*Texto fornecido*:
“Se não fizermos nada, vai levar mais do que um século até conseguirmos alcançar uma sociedade igualitária em género e o preço é muito elevado. A covid-19 atrasou-nos em muito do progresso que tinha sido feito. Depende de nós abordar estas questões”, disse a Magda Robalo Silva numa sessão da Conferência Novafrica 2022 sobre Desenvolvimento Económico, que termina hoje na Nova School of Business & Economics, em Carcavelos, concelho de Cascais.
Em declarações à Lusa à margem da conferência, a ex-ministra da Saúde da Guiné-Bissau citou dados segundo os quais, se a desigualdade de género não for abordada “com políticas que levem à redução da diferença entre os géneros em matéria de liderança, em matéria de rendimento, em várias áreas, mesmo de educação”, vai demorar mais de um século para que a sociedade seja mais equilibrada, com “consequências para o desenvolvimento dos povos”.
A responsável, que foi alta-comissária para a luta contra a covid-19 na Guiné-Bissau, explicou que a pandemia fez “perder ganhos que já estavam adquiridos” em matéria de igualdade de género: Muitas meninas deixaram de ir à escola e provavelmente já não voltam, muitos programas essenciais na área da saúde maternoinfantil sofreram recuos porque o foco estava no coronavírus e o impacto da covid-19 no crescimento económico dos países terá impacto no investimento que os Governos podem fazer em setores como a educação e a saúde, exemplificou.
Na sua intervenção, a guineense lembrou que o setor da saúde é um dos maiores empregadores em todo o mundo e que 70% dos profissionais de saúde são mulheres, mas quando se sobe na cadeia hierárquica das unidades de saúde as mulheres tornam-se mais escassas e nas posições de liderança são menos de um terço.
Recordou que as mulheres são a maioria dos estudantes que entram nas faculdades de medicina, mas depois a hierarquia afunila-se e depois entre os líderes dos grandes hospitais ou entre os decanos de faculdades de medicina as mulheres praticamente desaparecem.

*Excertos dos registos*:
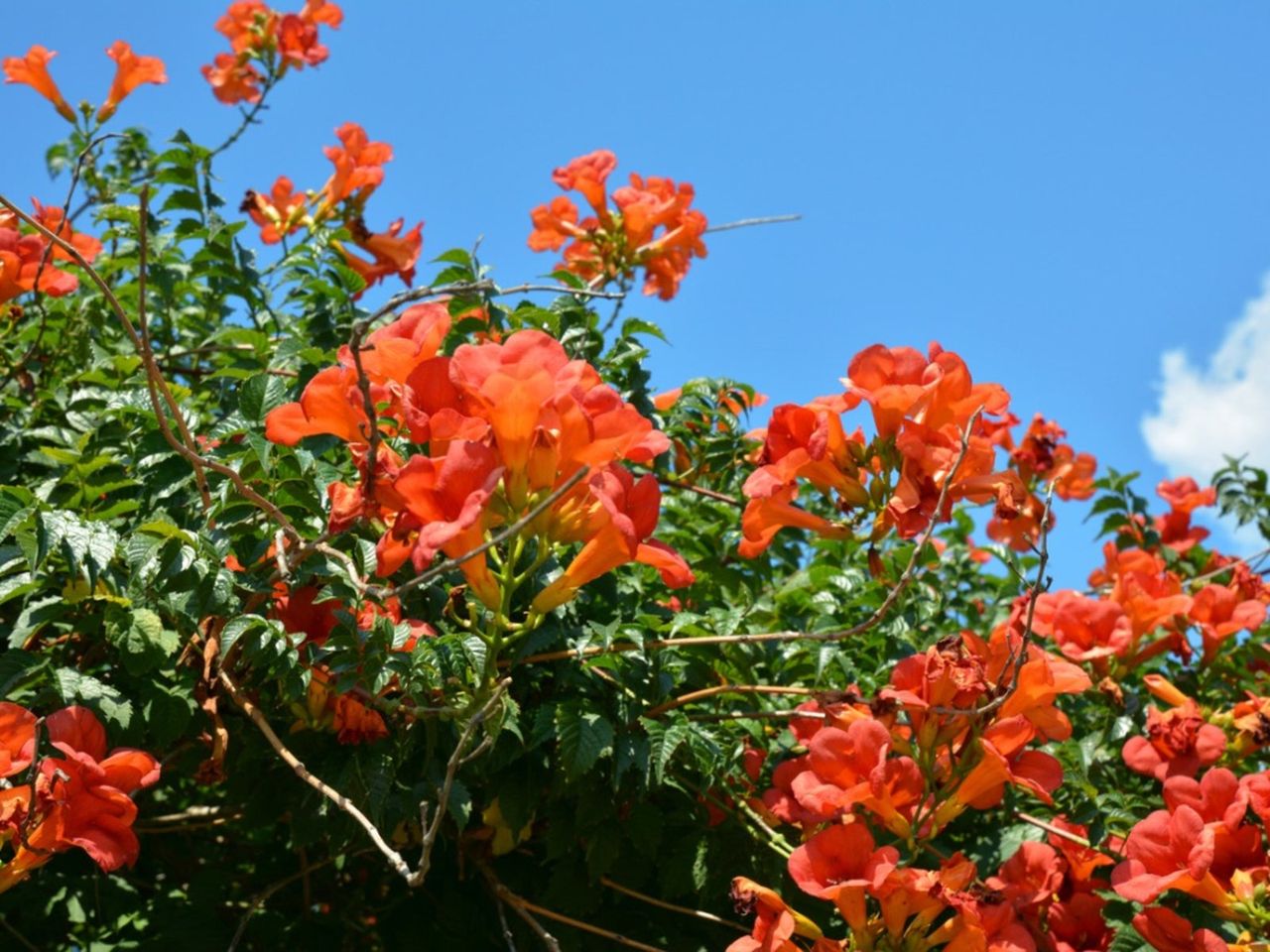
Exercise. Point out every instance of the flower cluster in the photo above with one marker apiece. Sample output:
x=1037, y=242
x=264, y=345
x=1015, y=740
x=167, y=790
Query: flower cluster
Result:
x=79, y=796
x=130, y=72
x=1141, y=607
x=1046, y=896
x=264, y=44
x=358, y=171
x=951, y=731
x=495, y=428
x=1209, y=842
x=651, y=225
x=28, y=259
x=922, y=407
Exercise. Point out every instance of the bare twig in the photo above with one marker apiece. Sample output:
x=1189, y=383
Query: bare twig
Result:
x=483, y=287
x=372, y=416
x=413, y=878
x=498, y=538
x=701, y=490
x=333, y=794
x=248, y=119
x=504, y=895
x=1012, y=669
x=1246, y=560
x=1052, y=829
x=751, y=222
x=663, y=904
x=263, y=896
x=526, y=905
x=456, y=760
x=155, y=382
x=760, y=715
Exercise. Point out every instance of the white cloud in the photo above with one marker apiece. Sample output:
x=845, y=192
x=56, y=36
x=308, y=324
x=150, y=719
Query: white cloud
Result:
x=1222, y=409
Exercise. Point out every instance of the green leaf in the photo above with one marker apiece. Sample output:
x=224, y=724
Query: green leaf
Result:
x=581, y=739
x=259, y=395
x=665, y=740
x=16, y=506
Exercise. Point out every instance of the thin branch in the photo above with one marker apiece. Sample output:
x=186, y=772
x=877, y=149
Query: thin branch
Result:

*Ordem de trabalho 1*:
De acordo com o texto sobre a desigualdade de género, que percentagem dos profissionais de saúde são mulheres?
*Ordem de trabalho 2*:
Prolongue o texto sobre a desigualdade de género a partir da última frase apresentada.

*Área de resposta 1*:
As mulheres são 70% dos profissionais de saúde.

*Área de resposta 2*:
Magda Robalo Silva lembrou que a desigualdade prejudica o desenvolvimento económico e social dos povos, pelo que “é preciso que os países definam políticas e, mais do que definir políticas, que implementem as políticas que façam com que as mulheres possam aceder a posições de decisão”, que permitam que terminem as suas formações e possam trabalhar em domínios que ainda são dominados pelos homens, como as ciências, tecnologias, engenharias ou matemáticas.
“Precisamos de reduzir a diferença de rendimentos entre homem e mulher, que ainda é de 28%, mesmo para mulheres e homens que têm o mesmo papel e que trabalham o mesmo número de horas”, sublinhou.
Sobre a especificidade da desigualdade em África, a guineense disse que as mulheres africanas têm um papel muito importante porque o continente ainda tem “enormes tradições e padrões culturais muito fortes que fazem com que a mulher seja relegada para segundo ou terceiro plano”.
Mas introduziu também a questão da inclusão e da diversidade, sublinhando que, a par da igualdade de género, “é preciso que o mundo também funcione como um espaço diverso, onde grupos étnicos de raças diferentes, de pessoas que vêm de geografias diferentes possam também participar na tomada de decisão a nível mundial”.
“Eu, enquanto africana, gostaria que África pudesse participar nas tomadas de decisão sobre assuntos que nos dizem respeito, mas essa representatividade também ainda não se vê”, afirmou, referindo-se à ausência de países africanos entre os membros permanentes do Conselho de Segurança das Nações Unidas – onde é preciso “quebrar essa hegemonia que foi estabelecida desde a Segunda Guerra Mundial e que já não representa aquilo que o mundo é hoje”, mas não só.
“Também estou a falar das instituições de saúde globais, que, por exemplo, são dominadas por representantes de países de alta renda”, afirmou.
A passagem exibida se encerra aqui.